DATA FOR THIS TASK
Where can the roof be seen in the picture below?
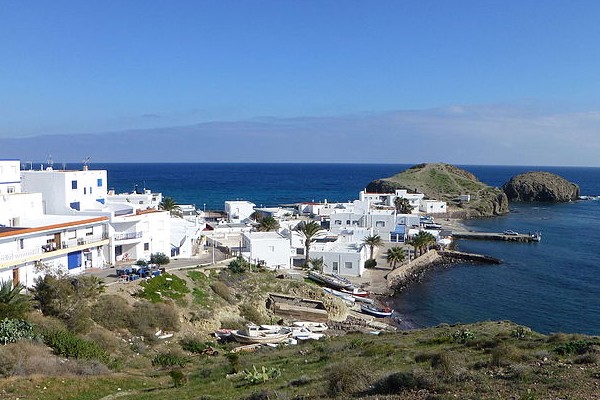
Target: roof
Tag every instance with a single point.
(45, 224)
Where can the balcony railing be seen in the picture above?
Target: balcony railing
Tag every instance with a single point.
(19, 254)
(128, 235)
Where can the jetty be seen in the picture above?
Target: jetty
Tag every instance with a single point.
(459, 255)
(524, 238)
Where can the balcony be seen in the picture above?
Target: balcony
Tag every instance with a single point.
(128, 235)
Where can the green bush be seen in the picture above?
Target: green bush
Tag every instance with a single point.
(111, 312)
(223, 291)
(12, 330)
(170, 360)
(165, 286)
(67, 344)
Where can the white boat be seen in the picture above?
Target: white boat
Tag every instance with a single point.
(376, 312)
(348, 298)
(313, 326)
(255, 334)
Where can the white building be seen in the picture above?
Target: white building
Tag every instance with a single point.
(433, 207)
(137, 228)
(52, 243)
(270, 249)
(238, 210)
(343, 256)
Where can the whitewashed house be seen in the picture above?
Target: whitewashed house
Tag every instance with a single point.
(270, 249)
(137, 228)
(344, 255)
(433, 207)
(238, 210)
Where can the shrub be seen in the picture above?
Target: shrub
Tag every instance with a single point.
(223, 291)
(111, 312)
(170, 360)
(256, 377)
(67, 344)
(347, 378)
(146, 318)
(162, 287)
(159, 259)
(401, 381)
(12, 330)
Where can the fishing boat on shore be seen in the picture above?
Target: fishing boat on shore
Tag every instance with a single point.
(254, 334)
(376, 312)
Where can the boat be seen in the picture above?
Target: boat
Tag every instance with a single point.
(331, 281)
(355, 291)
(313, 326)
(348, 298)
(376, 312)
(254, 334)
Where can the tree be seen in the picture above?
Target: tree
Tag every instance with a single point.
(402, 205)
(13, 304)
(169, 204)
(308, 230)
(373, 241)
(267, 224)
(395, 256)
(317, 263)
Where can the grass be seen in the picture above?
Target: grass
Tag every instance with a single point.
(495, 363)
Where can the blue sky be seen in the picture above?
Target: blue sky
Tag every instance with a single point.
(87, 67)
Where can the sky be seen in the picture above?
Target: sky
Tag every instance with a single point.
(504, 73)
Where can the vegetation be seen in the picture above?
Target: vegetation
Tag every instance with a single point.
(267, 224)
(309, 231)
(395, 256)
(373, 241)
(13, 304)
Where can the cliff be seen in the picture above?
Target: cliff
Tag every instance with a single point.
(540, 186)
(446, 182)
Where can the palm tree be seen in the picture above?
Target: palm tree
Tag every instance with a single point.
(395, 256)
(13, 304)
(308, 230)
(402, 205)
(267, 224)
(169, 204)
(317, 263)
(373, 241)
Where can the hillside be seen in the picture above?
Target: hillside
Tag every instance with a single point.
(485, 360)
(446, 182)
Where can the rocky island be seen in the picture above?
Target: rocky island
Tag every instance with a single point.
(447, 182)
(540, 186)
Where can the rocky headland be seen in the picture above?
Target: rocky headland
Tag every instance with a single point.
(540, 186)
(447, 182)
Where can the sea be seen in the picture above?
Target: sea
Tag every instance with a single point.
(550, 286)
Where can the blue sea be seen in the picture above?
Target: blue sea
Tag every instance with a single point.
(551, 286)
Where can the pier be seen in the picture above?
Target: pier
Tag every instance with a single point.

==

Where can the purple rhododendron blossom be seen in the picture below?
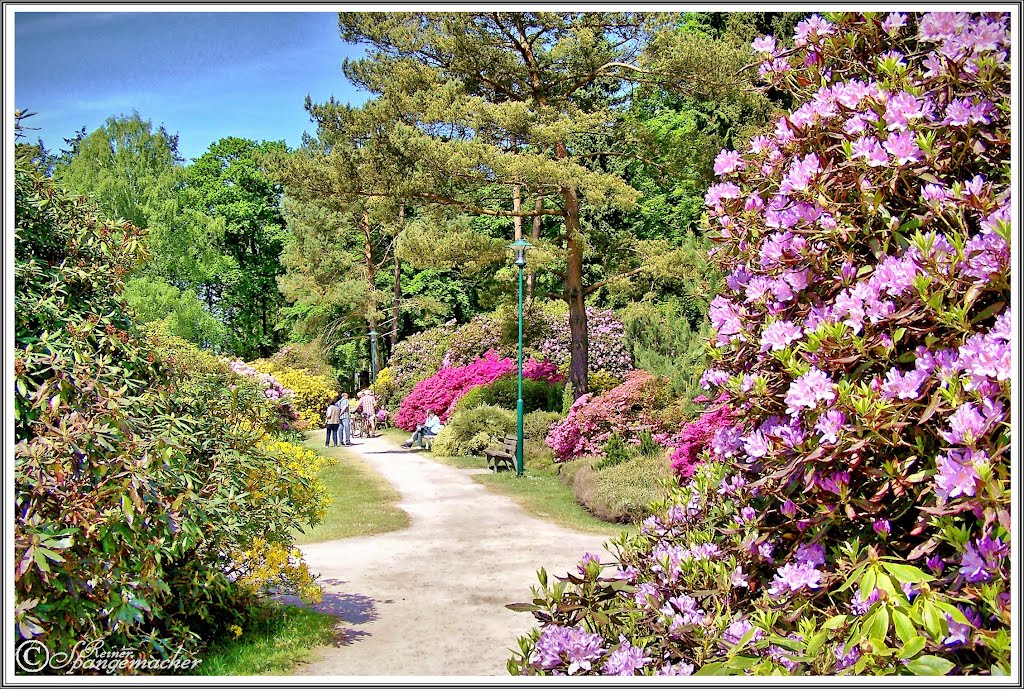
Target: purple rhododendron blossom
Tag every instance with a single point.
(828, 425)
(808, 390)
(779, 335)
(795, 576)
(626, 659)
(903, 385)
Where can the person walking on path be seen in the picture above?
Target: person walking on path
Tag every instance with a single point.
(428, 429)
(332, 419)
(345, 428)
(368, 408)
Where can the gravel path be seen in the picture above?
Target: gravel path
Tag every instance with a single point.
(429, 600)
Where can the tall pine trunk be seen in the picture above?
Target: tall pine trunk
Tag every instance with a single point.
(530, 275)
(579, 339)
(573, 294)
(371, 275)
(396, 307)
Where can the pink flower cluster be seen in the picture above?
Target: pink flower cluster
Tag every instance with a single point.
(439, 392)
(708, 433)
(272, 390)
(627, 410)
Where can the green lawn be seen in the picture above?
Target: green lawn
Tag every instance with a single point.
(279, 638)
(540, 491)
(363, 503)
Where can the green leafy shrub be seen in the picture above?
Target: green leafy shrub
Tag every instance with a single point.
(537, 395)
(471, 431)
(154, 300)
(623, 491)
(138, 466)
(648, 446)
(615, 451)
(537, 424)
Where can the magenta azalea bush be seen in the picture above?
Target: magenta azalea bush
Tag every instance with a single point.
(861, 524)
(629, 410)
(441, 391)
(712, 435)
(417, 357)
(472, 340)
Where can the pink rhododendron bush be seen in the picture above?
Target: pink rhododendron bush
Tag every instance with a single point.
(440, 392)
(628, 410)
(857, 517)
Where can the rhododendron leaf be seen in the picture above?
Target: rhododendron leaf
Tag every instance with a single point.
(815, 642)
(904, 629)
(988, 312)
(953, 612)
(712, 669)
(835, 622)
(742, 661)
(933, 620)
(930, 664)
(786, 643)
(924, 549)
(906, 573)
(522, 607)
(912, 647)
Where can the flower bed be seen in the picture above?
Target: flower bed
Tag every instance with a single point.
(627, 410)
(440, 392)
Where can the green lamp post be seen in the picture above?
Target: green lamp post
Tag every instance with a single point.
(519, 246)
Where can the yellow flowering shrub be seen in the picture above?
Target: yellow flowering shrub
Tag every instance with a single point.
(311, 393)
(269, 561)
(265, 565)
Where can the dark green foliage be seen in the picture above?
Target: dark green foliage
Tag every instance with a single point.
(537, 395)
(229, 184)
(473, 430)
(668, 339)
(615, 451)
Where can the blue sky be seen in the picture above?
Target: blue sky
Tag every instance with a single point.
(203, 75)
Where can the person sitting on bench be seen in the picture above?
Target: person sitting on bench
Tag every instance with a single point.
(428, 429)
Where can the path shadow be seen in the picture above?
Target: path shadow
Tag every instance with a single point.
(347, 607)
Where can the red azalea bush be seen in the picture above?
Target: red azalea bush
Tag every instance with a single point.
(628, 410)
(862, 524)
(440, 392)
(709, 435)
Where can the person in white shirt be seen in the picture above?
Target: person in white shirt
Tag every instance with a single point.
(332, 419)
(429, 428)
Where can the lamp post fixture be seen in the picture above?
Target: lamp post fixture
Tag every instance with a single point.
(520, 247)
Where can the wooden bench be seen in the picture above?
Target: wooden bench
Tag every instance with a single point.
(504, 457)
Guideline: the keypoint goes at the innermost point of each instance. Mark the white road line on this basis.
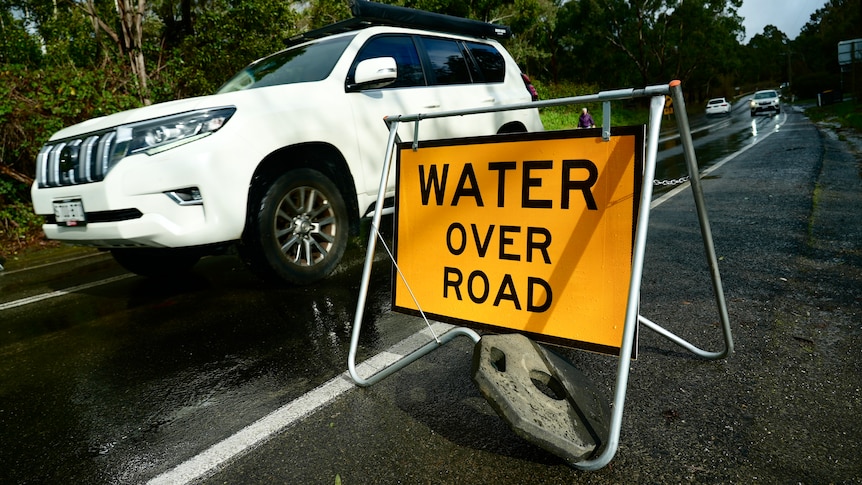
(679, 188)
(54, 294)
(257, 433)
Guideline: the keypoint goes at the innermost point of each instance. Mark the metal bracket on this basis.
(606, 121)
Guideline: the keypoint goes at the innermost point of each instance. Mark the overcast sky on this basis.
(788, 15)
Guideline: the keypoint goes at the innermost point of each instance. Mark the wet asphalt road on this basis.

---

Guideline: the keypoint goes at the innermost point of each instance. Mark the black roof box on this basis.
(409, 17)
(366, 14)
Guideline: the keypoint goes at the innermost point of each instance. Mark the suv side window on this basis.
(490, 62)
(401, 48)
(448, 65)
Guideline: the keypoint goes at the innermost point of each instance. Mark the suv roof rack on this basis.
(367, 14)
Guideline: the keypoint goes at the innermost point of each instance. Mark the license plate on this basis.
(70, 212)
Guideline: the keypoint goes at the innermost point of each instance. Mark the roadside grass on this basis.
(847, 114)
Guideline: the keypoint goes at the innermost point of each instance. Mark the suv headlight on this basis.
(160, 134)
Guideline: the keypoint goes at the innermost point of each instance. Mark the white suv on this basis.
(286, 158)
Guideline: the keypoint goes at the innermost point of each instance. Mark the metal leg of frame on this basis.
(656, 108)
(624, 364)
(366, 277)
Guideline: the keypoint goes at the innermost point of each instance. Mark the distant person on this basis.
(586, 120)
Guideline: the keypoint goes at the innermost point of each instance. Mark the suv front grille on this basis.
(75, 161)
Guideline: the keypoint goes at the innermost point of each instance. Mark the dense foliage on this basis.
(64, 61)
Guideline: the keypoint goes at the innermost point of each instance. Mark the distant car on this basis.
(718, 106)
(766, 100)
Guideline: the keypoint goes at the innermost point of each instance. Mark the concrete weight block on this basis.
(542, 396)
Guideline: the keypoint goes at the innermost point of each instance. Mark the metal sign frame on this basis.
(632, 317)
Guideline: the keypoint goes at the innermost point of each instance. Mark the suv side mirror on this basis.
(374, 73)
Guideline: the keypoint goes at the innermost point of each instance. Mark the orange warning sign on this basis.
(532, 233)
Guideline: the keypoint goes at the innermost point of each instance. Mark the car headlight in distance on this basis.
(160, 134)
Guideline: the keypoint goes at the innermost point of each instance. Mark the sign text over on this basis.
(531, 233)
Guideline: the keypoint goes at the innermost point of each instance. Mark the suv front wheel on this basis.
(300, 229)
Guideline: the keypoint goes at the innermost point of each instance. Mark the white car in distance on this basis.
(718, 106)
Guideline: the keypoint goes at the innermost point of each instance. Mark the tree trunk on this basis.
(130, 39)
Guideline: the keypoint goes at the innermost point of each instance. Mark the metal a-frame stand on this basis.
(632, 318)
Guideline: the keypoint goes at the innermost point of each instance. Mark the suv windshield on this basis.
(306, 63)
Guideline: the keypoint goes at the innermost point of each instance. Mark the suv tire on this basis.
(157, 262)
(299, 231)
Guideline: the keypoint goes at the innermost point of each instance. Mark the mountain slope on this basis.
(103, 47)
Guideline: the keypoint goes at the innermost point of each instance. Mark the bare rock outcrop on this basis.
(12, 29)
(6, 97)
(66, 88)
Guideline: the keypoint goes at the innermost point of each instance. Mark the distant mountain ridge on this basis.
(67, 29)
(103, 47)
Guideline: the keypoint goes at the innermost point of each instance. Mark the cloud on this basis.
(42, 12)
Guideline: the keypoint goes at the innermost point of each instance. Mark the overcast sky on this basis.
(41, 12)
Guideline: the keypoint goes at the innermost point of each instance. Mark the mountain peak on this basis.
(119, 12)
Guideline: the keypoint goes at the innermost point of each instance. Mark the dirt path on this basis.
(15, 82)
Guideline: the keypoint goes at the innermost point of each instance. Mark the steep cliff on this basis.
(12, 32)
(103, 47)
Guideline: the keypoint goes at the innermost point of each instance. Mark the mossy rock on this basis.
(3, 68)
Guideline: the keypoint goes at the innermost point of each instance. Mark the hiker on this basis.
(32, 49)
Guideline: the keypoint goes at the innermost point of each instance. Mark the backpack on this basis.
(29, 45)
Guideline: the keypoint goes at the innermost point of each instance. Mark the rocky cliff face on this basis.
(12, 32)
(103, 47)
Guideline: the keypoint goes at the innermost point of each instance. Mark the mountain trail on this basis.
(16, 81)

THE PROBLEM
Collect each line in the listing above that contains the string "wooden", matching case exactly.

ANSWER
Where can the wooden bench be seen in the picture above?
Target: wooden bench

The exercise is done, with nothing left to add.